◆ **Exercise details**: Would you quote the material below in full and unchanged?

◆ **Provided data**:
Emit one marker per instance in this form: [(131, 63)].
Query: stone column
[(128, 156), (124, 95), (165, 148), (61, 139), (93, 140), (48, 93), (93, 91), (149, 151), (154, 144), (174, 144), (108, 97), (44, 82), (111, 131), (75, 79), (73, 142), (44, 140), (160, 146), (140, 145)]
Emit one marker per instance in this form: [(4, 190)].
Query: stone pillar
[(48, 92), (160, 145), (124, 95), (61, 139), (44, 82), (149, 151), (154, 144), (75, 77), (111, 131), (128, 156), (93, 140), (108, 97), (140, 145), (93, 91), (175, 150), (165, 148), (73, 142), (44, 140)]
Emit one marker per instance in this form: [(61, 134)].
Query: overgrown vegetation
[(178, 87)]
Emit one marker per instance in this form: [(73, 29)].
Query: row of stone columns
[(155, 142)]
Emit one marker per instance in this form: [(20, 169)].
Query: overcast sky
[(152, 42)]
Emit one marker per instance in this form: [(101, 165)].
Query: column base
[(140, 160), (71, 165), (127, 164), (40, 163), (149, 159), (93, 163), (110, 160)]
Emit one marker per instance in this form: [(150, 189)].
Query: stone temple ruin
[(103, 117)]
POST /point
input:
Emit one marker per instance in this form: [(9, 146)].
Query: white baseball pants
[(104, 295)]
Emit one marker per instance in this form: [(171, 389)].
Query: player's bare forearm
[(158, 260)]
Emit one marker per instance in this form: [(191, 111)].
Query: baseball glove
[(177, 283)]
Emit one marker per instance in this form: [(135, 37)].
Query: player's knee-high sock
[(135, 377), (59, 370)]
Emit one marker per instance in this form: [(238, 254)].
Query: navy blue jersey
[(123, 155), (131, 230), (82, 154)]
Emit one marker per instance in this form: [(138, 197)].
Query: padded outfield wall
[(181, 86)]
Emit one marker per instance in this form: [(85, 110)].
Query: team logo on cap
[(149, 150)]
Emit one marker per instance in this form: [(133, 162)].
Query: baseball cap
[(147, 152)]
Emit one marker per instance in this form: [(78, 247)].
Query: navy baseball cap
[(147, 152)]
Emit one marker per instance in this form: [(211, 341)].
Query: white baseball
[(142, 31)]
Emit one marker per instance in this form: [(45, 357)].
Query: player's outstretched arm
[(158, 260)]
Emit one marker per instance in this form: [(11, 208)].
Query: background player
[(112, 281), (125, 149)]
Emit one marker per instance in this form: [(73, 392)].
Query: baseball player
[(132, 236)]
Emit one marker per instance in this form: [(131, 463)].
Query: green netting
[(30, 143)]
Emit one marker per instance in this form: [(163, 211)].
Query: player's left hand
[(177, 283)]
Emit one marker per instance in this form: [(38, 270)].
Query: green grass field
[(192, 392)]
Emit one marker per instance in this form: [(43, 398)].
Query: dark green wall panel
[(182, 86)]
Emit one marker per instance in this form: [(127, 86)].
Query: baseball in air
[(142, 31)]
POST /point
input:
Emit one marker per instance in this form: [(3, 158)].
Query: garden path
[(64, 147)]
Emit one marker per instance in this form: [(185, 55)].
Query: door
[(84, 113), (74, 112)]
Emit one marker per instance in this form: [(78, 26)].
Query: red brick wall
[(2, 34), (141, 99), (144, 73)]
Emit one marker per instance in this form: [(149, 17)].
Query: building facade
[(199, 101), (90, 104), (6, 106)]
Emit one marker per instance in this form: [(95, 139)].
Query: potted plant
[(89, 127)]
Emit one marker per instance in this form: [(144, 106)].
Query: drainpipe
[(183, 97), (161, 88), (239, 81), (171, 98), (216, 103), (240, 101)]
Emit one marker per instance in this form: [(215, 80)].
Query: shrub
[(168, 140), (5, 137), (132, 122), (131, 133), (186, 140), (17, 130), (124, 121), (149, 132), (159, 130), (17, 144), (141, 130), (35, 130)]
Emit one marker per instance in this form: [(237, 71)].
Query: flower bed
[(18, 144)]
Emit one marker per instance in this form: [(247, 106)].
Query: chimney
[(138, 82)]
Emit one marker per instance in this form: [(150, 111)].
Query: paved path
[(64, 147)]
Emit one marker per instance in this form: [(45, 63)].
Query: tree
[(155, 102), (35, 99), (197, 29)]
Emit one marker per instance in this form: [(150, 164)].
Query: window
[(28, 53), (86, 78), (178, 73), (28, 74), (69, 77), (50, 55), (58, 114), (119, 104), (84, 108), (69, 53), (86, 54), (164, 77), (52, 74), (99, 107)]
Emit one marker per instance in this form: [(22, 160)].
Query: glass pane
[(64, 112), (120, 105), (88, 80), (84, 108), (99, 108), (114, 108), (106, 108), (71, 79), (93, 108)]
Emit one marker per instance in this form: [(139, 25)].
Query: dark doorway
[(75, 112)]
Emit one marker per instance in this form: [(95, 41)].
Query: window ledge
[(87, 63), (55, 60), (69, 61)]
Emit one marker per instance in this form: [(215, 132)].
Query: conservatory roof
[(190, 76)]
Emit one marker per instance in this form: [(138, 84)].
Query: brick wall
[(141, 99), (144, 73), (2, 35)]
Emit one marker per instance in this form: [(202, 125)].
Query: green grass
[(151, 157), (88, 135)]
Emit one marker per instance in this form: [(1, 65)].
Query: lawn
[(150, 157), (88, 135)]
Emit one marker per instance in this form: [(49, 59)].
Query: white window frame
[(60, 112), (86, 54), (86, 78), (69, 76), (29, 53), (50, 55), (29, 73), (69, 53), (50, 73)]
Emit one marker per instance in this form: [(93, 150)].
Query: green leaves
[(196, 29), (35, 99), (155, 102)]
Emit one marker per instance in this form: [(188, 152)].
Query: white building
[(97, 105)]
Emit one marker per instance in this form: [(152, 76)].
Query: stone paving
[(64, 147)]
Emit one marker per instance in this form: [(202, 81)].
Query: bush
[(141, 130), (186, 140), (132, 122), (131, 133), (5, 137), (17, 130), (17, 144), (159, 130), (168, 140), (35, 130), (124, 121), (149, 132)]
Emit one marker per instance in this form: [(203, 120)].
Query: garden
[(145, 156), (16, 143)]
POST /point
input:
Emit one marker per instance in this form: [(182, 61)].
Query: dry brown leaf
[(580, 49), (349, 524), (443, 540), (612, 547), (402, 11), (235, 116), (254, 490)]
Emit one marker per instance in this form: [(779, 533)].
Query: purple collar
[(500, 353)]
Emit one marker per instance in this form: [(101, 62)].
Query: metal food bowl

◆ **Full response**:
Emit one marker per instance in this form: [(131, 63)].
Query: stone column
[(128, 156), (124, 95), (165, 148), (61, 139), (93, 140), (48, 93), (93, 91), (149, 151), (154, 144), (174, 144), (108, 97), (44, 82), (111, 131), (75, 79), (73, 142), (44, 140), (160, 146), (140, 145)]
Emit one marker per instance in this form: [(4, 190)].
Query: stone pillar
[(48, 92), (160, 145), (124, 95), (61, 139), (44, 82), (149, 151), (154, 144), (75, 77), (111, 131), (128, 156), (93, 140), (108, 97), (140, 145), (93, 91), (175, 150), (165, 148), (73, 142), (44, 140)]
Emit one marker per instance in this form: [(61, 134)].
Query: overgrown vegetation
[(178, 87)]
Emit one marker per instance in this form: [(73, 29)].
Query: row of stone columns
[(155, 142)]
Emit one marker per instance in this form: [(20, 169)].
Query: overcast sky
[(152, 42)]
Emit one marker per instance in this form: [(101, 165)].
Query: column base
[(140, 160), (71, 165), (127, 164), (40, 163), (149, 159), (93, 163), (110, 160)]
Emit one marker per instance in this form: [(150, 189)].
Query: stone temple ruin
[(103, 117)]
POST /point
input:
Emit one marker per instance in this form: [(9, 146)].
Query: white baseball pants
[(104, 295)]
Emit one marker per instance in this form: [(171, 389)].
Query: player's bare forearm
[(158, 260)]
Emit one marker per instance in this form: [(191, 111)].
Query: baseball glove
[(177, 283)]
Emit one marker per instance in this form: [(135, 37)].
Query: player's knee-high sock
[(135, 377), (59, 370)]
Emit one marker per instance in this form: [(238, 254)].
Query: navy blue jersey
[(123, 155), (131, 230), (82, 154)]
Emit one marker per instance in this form: [(138, 197)].
Query: padded outfield wall
[(181, 86)]
Emit one marker per instance in this form: [(85, 110)].
Query: team logo on cap
[(149, 150)]
Emit one marker per instance in this form: [(133, 162)].
Query: baseball cap
[(147, 152)]
Emit one marker per instance in this form: [(78, 247)].
Query: navy baseball cap
[(147, 152)]
Emit one marker per instance in this form: [(211, 341)].
Query: white baseball
[(142, 31)]
Emit one marker per instance in this form: [(45, 357)].
Query: player's outstretched arm
[(158, 260)]
Emit one marker per instance in this form: [(11, 208)].
Query: background player
[(112, 281), (125, 149)]
Emit one marker per instance in this form: [(73, 392)].
Query: baseball player
[(132, 236)]
Emit one marker per instance in this form: [(131, 463)].
Query: green netting
[(30, 143)]
Emit one marker per instance in this form: [(163, 211)].
Query: player's left hand
[(177, 283)]
Emit one marker per instance in this form: [(38, 270)].
Query: green grass field
[(192, 392)]
Emit one marker per instance in this form: [(43, 398)].
Query: dark green wall panel
[(182, 86)]
Emit one marker per instance in this form: [(127, 86)].
Query: baseball in air
[(142, 31)]
POST /point
input:
Emit one marker per instance in this form: [(3, 158)].
Query: garden path
[(64, 147)]
Emit one marker per instance in this form: [(185, 55)].
Query: door
[(84, 113), (74, 112)]
Emit one marker per instance in this form: [(78, 26)].
Query: red brick wall
[(2, 34), (141, 99), (144, 73)]
Emit one marker per instance in this form: [(149, 17)].
Query: building facade
[(199, 101), (90, 104), (6, 106)]
Emit one marker per instance in this form: [(95, 139)].
Query: potted plant
[(89, 127)]
Emit one marker per instance in this form: [(144, 106)].
Query: drainpipe
[(183, 97), (161, 88), (239, 81), (171, 98), (216, 103), (240, 101)]
Emit one marker per instance in this form: [(215, 80)].
Query: shrub
[(168, 140), (5, 137), (132, 122), (131, 133), (186, 140), (17, 130), (124, 121), (149, 132), (159, 130), (17, 144), (141, 130), (35, 130)]
Emit one marker per instance in this form: [(237, 71)].
Query: flower bed
[(18, 144)]
Emit one marker per instance in this form: [(247, 106)].
Query: chimney
[(138, 82)]
Emit one marker per instance in this form: [(150, 111)].
Query: paved path
[(64, 147)]
Emit one marker per instance in this form: [(45, 63)].
Query: tree
[(155, 102), (35, 99), (197, 29)]
Emit one marker per instance in this form: [(150, 164)].
Query: window
[(28, 53), (86, 78), (178, 73), (28, 74), (69, 77), (50, 55), (58, 114), (119, 104), (84, 108), (69, 53), (86, 54), (164, 77), (52, 74), (99, 107)]
Emit one marker per instance in this form: [(22, 160)].
Query: glass pane
[(64, 112), (120, 105), (88, 80), (84, 108), (99, 108), (114, 108), (106, 108), (71, 79), (93, 108)]
Emit one marker per instance in this form: [(139, 25)].
Query: dark doorway
[(75, 112)]
Emit one marker per instance in this form: [(95, 41)].
Query: window ledge
[(87, 63), (55, 60), (69, 61)]
Emit one marker per instance in this form: [(215, 132)].
Query: conservatory roof
[(190, 76)]
Emit one marker per instance in this form: [(138, 84)].
Query: brick wall
[(141, 99), (144, 73), (2, 35)]
Emit one marker per instance in this form: [(202, 125)].
Query: green grass
[(151, 157), (88, 135)]
Emit one marker per instance in this form: [(1, 65)].
Query: lawn
[(150, 157), (88, 135)]
Emit one marker per instance in this form: [(49, 59)].
Query: white window frame
[(60, 112), (86, 54), (86, 78), (69, 76), (29, 53), (50, 55), (29, 73), (69, 53), (50, 73)]
Emit one marker per instance in this form: [(93, 150)].
Query: green leaves
[(196, 29), (35, 99), (155, 102)]
Emit one marker per instance in this form: [(188, 152)].
Query: white building
[(97, 105)]
Emit one marker per instance in this form: [(152, 76)].
Query: stone paving
[(64, 147)]
Emit one marker per instance in this form: [(202, 81)].
Query: bush
[(141, 130), (186, 140), (132, 122), (131, 133), (5, 137), (17, 130), (17, 144), (159, 130), (168, 140), (35, 130), (124, 121), (149, 132)]
Emit one marker per instance in this form: [(203, 120)].
Query: garden
[(145, 156), (16, 143)]
POST /point
input:
Emit one marker per instance in this form: [(182, 61)].
Query: dry brown leaf
[(580, 49), (349, 524), (443, 540), (612, 547), (402, 11), (235, 116), (254, 490)]
Emit one marker per instance in this form: [(779, 533)].
Query: purple collar
[(500, 353)]
Emit one marker per instance in this form: [(101, 62)].
Query: metal food bowl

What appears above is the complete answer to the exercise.